(TEXTE FOURNI)
Nicaise Assouan



Nicaise Assouan, Paroles Insulaires

Coups de plume

                                           Commentaire composé du poème
 
  Le poète est avant tout membre de la société. A ce titre, il n’hésite pas parfois, à mettre sa plume au service de la société qui l’a vu naitre, afin de dénoncer les injustices dans lesquelles vit son peuple. Nicaise Assouan se situe dans cette logique dans son poème intitulé ‟Coups de plume”, extrait de Paroles insulaires à travers lequel il donne les différentes fonctions de la poésie. Par une démarche cohérente, il énumère les différentes fonctions de la poésie notamment l’engagement qui renferme les notions de liberté et de justice, et le lyrisme qui est l’expression des sentiments, des émotions. Dans un commentaire rigoureusement composé, il serait intéressant d’étudier ces différentes fonctions de la poésie contenues dans le texte en nous appuyant sur ce que sa poésie n’est pas et ce qu’elle est.

(CONSIGNES)
(A) Dans le commentaire sur « Coups de plume », réduisez en liste le paragraphe qui commence par « Le poète est avant tout membre de la société », sans perdre ses idées principales.
(B) Rédigez la suite du commentaire sur « Coups de plume », après sa dernière phrase.

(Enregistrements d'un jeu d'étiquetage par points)

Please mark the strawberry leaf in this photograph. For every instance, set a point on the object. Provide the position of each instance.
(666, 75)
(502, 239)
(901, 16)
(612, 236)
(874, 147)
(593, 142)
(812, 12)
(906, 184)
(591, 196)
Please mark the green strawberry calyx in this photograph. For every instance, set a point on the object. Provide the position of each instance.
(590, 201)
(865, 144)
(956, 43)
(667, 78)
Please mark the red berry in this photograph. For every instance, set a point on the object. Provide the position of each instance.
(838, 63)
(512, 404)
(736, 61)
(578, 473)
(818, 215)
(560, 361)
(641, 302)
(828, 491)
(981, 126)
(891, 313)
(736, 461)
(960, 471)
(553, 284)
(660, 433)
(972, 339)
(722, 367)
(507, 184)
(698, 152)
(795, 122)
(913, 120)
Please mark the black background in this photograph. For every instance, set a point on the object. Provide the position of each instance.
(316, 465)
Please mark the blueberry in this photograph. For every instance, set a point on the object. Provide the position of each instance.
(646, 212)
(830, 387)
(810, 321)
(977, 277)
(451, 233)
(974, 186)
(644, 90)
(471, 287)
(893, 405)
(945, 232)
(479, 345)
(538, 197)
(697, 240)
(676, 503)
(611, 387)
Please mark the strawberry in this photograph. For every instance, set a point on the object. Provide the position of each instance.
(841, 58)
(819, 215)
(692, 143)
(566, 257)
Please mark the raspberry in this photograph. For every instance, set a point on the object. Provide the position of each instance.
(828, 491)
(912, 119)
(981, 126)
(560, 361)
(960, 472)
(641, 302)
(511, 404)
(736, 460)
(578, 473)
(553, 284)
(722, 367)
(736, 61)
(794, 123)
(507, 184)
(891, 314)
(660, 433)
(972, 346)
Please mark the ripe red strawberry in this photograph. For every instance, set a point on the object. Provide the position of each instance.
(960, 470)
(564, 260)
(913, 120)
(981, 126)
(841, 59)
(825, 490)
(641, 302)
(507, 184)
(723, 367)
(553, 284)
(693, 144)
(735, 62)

(RÉPONSES)
(A)
- Le poète est d'abord membre de la société et met parfois sa plume à son service pour dénoncer les injustices que subit son peuple.
- Nicaise Assouan suit cette logique dans « Coups de plume », poème extrait de Paroles insulaires.
- Il y énumère les fonctions de la poésie : l'engagement, qui renferme les notions de liberté et de justice, et le lyrisme, expression des sentiments et des émotions.
- Le commentaire étudiera ces fonctions à partir de ce que sa poésie n'est pas et de ce qu'elle est.

(B)
     La poésie est une arme fatale dont se sert bon nombre de penseurs pour exprimer leur indignation face à la misère de leurs concitoyens. Les mots sont assimilables à des balles capables de transpercer les cœurs sensibles des pouvoirs sanguinaires qui sucent le sang de leur peuple. Le poète Nicaise Assouan a de ce fait comparé la poésie à un volcan en éruption, c’est-à-dire un volcan en activité dégageant ses laves chaudes et incandescentes. Au V13, le poète souligne que sa poésie est « un volcan en courroux », c’est-à-dire d’une effervescence violente. Le mot « courroux » employé ici dénote la colère du poète face à l’attitude inique et son impatience de voir son peuple sortir des griffes des dictateurs.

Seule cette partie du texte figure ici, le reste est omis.